Tarefas:
a – Segundo a reportagem sobre a Comissão da Verdade, em que ano e em qual cidade foi criada a Cobrasma?
b – Liste as fábricas que a reportagem sobre a Comissão da Verdade nomeia como aquelas para onde a greve de julho de 1968 se espalhou depois de começar na Cobrasma.
c – Reescreva de forma mais curta o parágrafo da reportagem sobre a Comissão da Verdade que começa com "A greve foi reprimida pela ditadura", mantendo seus fatos principais.

Agência Brasil
Elaine Patricia Cruz – Repórter da Agência BrasilEdição: Aécio Amado
A atuação e colaboração de várias empresas na repressão política durante a ditadura militar começou a discutir hoje (27), em audiência pública, na Comissão da Verdade da Assembleia Legislativa de São Paulo. Nesta sexta-feira, a comissão analisou a participação da Volkswagen e da antiga Cobrasma (Companhia Brasileira de Materiais Ferroviários). A atuação de outras empresas será investigada nas próximas audiências.
A Cobrasma foi criada em 1944, em São Paulo, para a produção de equipamentos ferroviários no Brasil. Ela funcionou até maio de 1998, quando encerrou suas atividades fabris, embora ainda exista como empresa.
Durante a audiência pública, antigos trabalhadores da Cobrasma disseram que a empresa colaborou com o regime militar, principalmente durante a repressão à greve de julho de 1968, em Osasco (SP), quando metade dos cerca de 4 mil trabalhadores aderiu à greve. O movimento depois se espalhou para outras fábricas, entre elas, a Braseixos, a Barreto Keller e a Lanoflex.
A greve foi reprimida pela ditadura, com prisões e tortura dos líderes do movimento e de trabalhadores grevistas. O Sindicato dos Metalúrgicos de Osasco e Região (Sindmetal) também sofreu fortes intervenções, segundo a entidade. Em uma delas, pouco tempo depois da greve, 600 pessoas foram presas na Cobrasma e demais fábricas por participação no movimento.
Segundo o Sindmetal, documentos da época mostraram também que dirigentes da Cobrasma forneceram aos agentes públicos do Departamento de Ordem Política e Social (Dops), os nomes das pessoas que organizaram ou participaram da greve, entre elas, João Batista Candido. “A fábrica não tinha restaurante, nem refeitório. Cerca de dois terços trabalhavam em condições insalubres. Assisti a três mortes dentro da fábrica em acidente em horário de serviço. Por isso, fizemos a greve”, disse Candido, durante a audiência.

[Itens do conjunto de dados]
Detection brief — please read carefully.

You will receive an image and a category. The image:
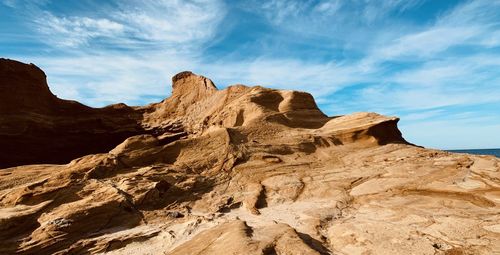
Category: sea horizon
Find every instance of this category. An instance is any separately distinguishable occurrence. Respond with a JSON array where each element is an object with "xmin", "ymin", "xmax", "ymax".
[{"xmin": 444, "ymin": 148, "xmax": 500, "ymax": 158}]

Respostas dos exercícios:
a – A Cobrasma foi criada em 1944, em São Paulo.

b – Braseixos, Barreto Keller e Lanoflex.

c – A ditadura reprimiu a greve prendendo e torturando líderes e grevistas. Segundo o Sindmetal, o sindicato também sofreu fortes intervenções. Em uma delas, pouco depois da greve, 600 pessoas foram presas na Cobrasma e em outras fábricas por participarem do movimento.